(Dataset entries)
===============

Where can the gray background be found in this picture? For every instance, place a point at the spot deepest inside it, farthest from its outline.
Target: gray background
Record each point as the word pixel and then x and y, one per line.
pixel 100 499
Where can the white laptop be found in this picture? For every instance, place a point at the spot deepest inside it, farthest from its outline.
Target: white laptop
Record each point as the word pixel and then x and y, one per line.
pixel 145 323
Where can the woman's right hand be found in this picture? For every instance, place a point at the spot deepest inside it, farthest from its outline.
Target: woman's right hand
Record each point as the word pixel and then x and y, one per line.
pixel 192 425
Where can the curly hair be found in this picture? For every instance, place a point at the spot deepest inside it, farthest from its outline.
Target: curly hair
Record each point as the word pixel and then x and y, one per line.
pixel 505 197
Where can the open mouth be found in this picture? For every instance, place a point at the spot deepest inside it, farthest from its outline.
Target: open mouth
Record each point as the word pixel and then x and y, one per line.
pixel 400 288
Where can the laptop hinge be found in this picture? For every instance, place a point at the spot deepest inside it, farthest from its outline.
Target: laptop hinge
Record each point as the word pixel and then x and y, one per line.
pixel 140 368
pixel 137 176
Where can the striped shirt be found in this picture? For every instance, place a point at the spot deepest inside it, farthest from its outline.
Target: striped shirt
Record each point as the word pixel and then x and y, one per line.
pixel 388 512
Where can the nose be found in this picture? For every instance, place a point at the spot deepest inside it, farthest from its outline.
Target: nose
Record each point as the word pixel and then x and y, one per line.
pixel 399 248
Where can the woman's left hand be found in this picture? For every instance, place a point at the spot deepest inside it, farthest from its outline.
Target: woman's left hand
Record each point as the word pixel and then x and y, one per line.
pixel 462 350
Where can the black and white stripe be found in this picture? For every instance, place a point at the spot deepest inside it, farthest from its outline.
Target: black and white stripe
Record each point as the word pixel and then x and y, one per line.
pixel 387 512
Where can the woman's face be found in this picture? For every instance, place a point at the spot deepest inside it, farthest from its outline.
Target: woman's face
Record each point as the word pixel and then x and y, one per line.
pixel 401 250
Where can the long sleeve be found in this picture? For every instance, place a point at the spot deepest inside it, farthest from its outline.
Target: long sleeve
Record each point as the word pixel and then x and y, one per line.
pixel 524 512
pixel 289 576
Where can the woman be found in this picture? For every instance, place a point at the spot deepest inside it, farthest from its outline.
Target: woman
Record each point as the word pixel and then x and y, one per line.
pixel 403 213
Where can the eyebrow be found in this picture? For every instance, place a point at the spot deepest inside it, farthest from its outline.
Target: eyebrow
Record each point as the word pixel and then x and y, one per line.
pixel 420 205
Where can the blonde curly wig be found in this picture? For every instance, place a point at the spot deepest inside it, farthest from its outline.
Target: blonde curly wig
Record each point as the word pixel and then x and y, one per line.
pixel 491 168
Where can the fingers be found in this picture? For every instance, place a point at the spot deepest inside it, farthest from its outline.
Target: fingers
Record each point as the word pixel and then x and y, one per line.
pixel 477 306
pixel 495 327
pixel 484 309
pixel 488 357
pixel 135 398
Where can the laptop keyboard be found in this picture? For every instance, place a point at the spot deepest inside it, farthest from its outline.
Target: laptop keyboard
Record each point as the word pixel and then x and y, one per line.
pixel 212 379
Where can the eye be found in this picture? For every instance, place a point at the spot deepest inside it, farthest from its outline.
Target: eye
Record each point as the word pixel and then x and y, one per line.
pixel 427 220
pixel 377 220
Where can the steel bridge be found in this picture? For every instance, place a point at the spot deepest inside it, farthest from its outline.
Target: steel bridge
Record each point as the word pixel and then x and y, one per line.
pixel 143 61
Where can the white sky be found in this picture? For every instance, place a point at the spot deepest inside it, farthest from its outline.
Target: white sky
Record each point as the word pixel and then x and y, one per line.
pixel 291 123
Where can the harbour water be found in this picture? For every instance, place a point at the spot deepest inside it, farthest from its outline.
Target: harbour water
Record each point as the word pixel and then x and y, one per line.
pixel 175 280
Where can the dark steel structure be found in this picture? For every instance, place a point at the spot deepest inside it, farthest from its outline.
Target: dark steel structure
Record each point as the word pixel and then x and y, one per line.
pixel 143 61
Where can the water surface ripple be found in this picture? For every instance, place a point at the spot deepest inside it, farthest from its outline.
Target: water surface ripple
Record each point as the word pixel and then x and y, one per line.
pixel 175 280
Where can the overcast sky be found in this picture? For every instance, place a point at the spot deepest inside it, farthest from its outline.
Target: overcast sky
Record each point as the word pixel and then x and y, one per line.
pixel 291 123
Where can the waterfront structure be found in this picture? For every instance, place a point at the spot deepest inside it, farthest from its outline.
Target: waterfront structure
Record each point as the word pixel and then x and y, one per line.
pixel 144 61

===============

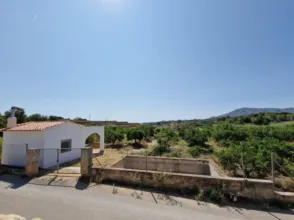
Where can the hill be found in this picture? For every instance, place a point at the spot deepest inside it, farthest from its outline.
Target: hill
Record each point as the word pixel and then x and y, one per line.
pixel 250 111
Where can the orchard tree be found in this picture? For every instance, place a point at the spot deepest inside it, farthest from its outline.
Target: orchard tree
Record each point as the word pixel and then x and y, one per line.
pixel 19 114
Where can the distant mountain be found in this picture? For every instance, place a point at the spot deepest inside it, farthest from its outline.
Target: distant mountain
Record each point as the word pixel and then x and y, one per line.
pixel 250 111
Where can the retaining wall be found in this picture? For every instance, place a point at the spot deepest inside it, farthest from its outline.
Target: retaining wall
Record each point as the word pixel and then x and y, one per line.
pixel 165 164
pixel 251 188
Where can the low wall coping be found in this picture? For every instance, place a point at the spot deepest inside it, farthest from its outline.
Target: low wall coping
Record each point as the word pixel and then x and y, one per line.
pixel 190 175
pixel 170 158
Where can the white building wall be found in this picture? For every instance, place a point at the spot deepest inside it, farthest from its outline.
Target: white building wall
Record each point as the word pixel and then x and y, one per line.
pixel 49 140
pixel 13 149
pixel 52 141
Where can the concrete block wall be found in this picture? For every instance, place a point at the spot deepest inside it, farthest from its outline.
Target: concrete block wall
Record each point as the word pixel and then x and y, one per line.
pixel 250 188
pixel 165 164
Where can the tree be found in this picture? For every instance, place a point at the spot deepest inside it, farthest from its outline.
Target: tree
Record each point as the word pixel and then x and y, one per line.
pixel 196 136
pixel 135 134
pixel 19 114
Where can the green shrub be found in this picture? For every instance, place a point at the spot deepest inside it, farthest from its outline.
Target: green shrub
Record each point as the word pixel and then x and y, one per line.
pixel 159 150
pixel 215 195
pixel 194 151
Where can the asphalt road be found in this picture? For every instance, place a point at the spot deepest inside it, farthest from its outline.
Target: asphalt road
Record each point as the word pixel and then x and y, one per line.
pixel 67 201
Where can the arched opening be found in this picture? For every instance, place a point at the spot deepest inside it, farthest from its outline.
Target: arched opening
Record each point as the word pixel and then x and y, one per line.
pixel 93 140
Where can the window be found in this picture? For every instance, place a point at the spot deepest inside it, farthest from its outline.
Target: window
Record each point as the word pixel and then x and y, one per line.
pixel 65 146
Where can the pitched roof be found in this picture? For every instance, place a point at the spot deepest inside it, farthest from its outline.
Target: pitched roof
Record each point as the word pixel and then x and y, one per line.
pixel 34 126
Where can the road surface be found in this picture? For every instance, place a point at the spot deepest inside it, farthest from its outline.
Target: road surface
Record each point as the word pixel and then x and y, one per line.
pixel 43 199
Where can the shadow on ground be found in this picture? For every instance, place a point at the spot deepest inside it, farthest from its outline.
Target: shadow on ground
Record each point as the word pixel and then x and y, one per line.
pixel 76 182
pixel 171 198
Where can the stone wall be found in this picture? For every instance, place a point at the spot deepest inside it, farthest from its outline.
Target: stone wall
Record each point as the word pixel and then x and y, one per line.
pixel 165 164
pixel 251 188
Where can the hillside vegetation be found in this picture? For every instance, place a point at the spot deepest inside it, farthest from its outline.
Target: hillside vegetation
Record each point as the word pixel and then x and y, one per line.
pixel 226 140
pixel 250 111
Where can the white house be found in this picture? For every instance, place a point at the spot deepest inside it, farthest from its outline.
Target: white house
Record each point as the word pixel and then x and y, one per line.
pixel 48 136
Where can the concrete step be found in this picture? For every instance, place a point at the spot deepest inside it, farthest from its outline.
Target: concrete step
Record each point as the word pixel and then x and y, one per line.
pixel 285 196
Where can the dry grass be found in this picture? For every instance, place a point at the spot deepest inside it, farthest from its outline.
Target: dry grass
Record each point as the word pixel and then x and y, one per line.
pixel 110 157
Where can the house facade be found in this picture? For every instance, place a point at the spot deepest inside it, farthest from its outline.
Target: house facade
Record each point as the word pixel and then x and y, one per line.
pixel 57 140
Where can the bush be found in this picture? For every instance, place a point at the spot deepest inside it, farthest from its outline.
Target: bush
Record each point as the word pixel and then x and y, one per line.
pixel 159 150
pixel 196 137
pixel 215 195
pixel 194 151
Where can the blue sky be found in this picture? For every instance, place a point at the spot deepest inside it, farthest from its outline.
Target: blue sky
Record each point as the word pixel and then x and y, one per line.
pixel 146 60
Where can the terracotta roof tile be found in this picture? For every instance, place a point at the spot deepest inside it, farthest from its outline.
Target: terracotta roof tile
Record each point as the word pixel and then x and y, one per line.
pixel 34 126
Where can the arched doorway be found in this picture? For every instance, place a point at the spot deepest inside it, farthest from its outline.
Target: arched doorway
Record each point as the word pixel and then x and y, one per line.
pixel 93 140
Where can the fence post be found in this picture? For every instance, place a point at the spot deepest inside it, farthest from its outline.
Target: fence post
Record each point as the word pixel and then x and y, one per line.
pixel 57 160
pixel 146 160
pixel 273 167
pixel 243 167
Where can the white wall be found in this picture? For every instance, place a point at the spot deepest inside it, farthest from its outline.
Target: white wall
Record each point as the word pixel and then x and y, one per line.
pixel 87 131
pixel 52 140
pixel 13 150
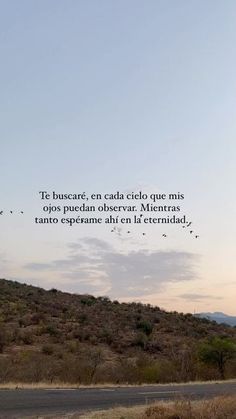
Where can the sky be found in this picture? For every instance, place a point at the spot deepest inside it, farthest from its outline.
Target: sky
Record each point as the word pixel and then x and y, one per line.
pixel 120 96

===============

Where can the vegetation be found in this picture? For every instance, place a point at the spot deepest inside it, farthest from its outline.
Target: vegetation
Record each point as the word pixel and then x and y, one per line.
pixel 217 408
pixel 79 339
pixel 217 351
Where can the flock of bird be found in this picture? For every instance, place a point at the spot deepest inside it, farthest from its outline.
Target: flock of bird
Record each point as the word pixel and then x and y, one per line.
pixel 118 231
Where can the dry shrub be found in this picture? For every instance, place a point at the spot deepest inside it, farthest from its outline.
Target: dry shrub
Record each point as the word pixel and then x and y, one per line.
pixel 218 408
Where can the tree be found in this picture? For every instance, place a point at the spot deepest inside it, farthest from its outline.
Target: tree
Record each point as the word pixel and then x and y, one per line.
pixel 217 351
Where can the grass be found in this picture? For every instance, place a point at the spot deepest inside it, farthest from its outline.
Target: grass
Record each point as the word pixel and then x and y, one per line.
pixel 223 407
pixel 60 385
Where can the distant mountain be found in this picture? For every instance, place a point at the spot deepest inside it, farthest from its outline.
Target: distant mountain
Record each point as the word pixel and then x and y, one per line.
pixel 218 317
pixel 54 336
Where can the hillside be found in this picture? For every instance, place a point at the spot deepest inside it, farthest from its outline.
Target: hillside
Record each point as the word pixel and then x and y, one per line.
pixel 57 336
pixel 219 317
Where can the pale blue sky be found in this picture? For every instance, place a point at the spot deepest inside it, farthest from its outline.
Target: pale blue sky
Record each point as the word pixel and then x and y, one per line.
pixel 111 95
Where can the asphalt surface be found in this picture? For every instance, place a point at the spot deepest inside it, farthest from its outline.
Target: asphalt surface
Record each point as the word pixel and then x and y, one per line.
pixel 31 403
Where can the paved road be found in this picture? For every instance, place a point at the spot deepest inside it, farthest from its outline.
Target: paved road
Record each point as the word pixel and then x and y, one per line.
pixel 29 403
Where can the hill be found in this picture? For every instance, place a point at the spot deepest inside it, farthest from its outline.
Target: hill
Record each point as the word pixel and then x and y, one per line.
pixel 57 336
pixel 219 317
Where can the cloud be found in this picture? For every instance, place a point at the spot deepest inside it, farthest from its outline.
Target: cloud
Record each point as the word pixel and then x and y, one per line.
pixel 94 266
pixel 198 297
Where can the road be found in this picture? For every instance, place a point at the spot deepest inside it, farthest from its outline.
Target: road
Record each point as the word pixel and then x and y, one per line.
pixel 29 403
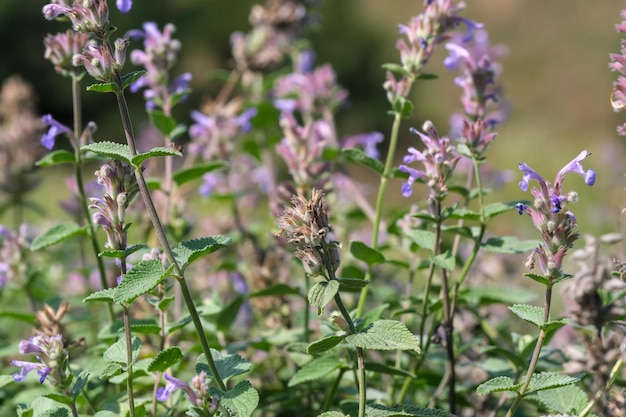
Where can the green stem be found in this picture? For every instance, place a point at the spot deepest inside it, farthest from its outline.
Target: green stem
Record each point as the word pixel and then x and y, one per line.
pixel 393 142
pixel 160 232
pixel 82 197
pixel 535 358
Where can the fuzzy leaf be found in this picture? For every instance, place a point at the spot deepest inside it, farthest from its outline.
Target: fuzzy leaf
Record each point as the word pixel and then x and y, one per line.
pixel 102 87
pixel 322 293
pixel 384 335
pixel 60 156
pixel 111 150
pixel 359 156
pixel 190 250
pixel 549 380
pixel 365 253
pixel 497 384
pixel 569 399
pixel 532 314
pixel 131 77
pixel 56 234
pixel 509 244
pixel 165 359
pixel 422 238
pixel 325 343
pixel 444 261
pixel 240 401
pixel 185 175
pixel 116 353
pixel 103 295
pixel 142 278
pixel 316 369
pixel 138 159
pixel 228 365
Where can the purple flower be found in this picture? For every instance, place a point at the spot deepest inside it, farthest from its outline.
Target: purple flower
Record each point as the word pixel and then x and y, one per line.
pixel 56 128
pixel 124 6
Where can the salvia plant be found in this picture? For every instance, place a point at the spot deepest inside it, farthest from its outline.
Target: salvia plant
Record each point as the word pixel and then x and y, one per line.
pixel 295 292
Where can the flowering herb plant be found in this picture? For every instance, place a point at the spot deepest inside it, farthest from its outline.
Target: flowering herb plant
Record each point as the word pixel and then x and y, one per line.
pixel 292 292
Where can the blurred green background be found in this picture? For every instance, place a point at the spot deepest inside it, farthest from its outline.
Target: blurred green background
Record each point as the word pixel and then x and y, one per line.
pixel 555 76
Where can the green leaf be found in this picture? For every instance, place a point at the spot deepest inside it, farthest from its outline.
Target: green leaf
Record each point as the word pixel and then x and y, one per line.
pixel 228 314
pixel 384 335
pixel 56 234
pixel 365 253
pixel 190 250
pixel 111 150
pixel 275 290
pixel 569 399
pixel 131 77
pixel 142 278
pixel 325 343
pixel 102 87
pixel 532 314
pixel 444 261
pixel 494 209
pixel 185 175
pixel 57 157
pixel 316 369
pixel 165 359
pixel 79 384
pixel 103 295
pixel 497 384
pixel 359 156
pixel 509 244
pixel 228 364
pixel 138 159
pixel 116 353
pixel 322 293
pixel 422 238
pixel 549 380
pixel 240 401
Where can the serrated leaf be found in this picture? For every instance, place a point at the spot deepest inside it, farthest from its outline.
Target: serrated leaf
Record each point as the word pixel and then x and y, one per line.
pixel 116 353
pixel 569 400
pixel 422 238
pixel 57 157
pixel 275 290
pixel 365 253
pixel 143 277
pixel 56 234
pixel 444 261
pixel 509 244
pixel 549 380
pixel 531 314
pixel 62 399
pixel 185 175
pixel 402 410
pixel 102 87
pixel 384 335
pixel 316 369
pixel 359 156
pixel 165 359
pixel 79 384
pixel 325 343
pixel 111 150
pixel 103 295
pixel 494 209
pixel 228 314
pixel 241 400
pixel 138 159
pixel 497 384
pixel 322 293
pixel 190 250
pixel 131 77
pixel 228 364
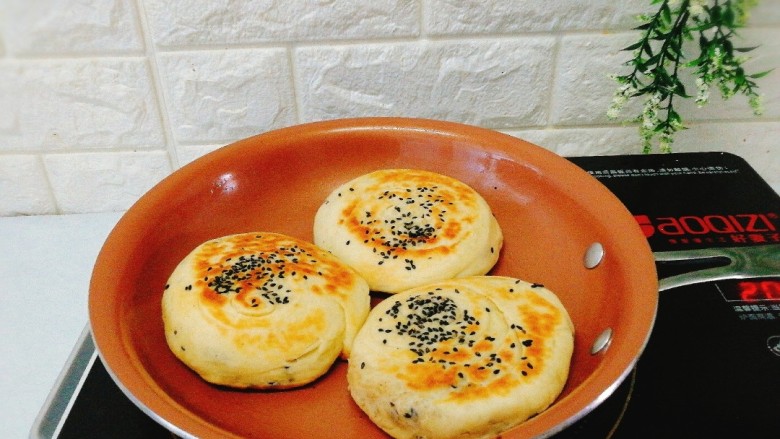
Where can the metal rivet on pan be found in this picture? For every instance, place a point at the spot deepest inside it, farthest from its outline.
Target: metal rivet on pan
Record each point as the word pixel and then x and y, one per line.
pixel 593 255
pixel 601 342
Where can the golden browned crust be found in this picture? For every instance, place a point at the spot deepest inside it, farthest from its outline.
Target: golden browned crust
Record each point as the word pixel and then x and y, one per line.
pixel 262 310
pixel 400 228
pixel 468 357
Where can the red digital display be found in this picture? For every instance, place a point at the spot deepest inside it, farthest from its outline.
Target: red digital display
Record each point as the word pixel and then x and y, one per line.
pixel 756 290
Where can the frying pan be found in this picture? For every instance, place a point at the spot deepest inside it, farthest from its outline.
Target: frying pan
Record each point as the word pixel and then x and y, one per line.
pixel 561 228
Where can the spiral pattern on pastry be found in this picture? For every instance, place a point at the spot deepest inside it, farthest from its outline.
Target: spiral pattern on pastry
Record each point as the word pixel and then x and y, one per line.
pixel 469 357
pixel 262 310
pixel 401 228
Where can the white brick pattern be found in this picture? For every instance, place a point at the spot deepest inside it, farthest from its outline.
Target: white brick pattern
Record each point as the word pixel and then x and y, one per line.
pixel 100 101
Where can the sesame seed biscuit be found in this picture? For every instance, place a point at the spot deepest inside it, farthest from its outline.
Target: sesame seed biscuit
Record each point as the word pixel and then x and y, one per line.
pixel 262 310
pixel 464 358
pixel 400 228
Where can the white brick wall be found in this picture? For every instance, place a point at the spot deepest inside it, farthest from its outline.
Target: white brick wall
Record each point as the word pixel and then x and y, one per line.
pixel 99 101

===============

#### Instructions for the task:
Turn the material that opens with the line containing "Where can the gray" and closes with the line containing "pixel 145 323" into a two-column CSV with the headers instruction and response. Put each text and its answer on one row, each in its own quoted field, with line breaks replaced by spaces.

#### Solution for this exercise:
instruction,response
"Where can the gray background be found in this picture? For every instance, place a point at the spot deepest inside it, farthest from its outline. Target: gray background Record each point as the word pixel and then x and y, one per line.","pixel 100 499"
"Where can the white laptop be found in this picture? For every instance, place a point at the spot deepest inside it, farthest from its outline. Target: white laptop Record each point as the word pixel and then x and y, one per line.","pixel 145 323"